WORK INSTRUCTION: When you reach the line containing "Task: place a pin on each instance of the red" in the data below, begin returning lines exactly as written, and stop once the line containing "Task: place a pin on each instance of the tree trunk." has been returned.

Start of Block

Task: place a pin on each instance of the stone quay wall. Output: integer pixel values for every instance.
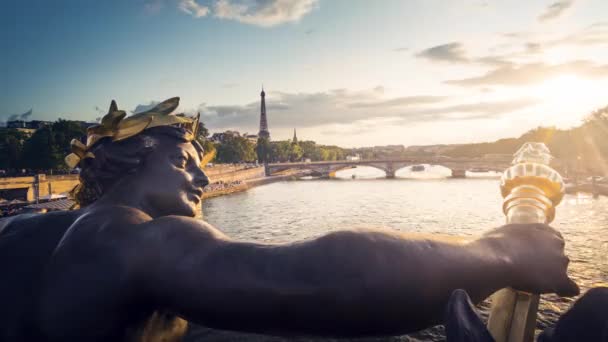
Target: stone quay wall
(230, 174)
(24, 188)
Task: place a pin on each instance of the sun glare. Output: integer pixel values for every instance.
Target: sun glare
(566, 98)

End of Block
Start of Block

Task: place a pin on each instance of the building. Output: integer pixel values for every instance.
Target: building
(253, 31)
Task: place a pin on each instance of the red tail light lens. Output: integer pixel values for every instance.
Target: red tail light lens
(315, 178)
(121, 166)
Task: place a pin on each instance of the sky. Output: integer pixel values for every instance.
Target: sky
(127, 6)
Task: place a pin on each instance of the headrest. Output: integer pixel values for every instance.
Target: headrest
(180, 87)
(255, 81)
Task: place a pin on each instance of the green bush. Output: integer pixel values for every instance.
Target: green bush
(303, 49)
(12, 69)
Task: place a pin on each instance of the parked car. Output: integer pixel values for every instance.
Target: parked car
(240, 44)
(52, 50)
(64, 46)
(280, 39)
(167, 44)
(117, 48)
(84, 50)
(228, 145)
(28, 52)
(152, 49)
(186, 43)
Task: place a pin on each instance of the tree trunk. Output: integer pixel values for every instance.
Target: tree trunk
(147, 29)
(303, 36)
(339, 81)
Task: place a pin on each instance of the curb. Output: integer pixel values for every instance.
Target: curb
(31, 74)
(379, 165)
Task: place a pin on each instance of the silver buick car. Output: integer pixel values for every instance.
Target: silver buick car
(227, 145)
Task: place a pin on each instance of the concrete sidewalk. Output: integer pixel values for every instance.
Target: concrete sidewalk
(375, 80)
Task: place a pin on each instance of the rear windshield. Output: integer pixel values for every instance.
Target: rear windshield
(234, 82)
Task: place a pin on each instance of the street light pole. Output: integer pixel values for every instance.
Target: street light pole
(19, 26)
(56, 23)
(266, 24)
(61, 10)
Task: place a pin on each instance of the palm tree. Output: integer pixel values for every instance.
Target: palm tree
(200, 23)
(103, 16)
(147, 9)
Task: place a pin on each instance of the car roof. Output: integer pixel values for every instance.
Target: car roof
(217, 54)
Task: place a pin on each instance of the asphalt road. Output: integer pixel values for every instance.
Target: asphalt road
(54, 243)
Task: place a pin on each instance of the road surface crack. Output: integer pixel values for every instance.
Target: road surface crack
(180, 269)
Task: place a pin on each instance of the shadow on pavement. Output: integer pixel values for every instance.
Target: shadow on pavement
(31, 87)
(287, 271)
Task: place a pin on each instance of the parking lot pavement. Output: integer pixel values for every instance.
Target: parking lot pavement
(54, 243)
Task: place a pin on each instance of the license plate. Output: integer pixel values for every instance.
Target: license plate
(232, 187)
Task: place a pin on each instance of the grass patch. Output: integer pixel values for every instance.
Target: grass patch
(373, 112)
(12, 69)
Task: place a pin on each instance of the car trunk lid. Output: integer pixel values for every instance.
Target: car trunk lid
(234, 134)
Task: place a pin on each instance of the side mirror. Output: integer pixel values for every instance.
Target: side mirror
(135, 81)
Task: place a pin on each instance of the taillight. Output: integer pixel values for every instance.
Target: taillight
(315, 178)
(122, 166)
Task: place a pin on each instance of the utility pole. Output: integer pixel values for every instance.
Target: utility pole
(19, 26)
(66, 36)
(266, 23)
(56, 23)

End of Block
Start of Block

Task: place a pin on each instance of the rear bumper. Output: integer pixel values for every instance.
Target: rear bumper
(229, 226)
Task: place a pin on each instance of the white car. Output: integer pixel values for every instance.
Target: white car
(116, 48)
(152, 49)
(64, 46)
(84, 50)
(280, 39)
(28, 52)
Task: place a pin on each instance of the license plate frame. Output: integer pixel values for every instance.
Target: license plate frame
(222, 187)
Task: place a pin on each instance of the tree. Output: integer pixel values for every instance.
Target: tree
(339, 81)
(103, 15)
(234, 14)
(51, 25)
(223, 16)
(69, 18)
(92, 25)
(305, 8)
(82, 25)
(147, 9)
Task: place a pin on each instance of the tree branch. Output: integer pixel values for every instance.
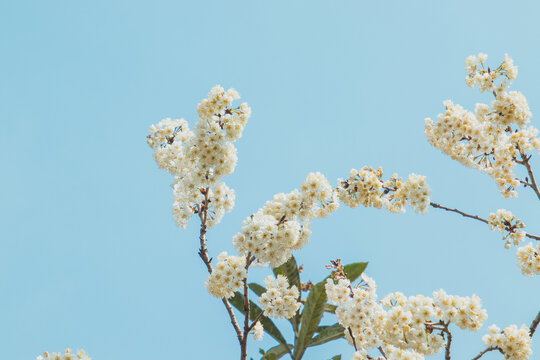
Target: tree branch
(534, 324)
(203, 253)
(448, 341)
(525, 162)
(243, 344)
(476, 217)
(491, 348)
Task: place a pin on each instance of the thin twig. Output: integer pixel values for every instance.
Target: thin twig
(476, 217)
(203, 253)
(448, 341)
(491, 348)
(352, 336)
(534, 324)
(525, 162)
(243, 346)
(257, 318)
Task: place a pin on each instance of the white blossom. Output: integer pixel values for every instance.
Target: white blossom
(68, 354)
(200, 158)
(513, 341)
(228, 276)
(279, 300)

End of Block

SOLUTION TO THE EXERCISE:
Task: place a pin on each instance of the red tail light lens. Output: integer pixel values for every instance.
Target: red tail light lens
(315, 178)
(121, 166)
Task: place a pin on each instance of the sky. Output: integer pixel values for every instance.
Target: sky
(127, 6)
Task: place a pin on each instance of the headrest. Output: integer pixel values for every instance.
Target: headrest
(180, 87)
(255, 81)
Task: place a pin on each instance of the green bush. Output: integer pixel values for every instance.
Target: green bush
(303, 49)
(12, 69)
Task: place a pin on each instance of the parked car. Output: integer pixel values for every instance.
Target: parked car
(240, 44)
(52, 50)
(64, 46)
(280, 39)
(167, 44)
(117, 48)
(84, 50)
(228, 145)
(28, 52)
(152, 49)
(186, 43)
Task: place a pin on each instance of the tree trunk. Output: integer pixel values for every instance.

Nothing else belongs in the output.